▸ ACTION ITEM
The expected answer is the complete listing, reproduced character for character.

▸ RECORDS TO USE
══════════════════════════════

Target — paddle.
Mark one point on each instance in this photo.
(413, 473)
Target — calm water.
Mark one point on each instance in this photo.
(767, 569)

══════════════════════════════

▸ EXERCISE SOLUTION
Target — paddle.
Mark one point on each instance in this photo.
(413, 473)
Target — calm water.
Mark one point on each instance in this photo.
(767, 569)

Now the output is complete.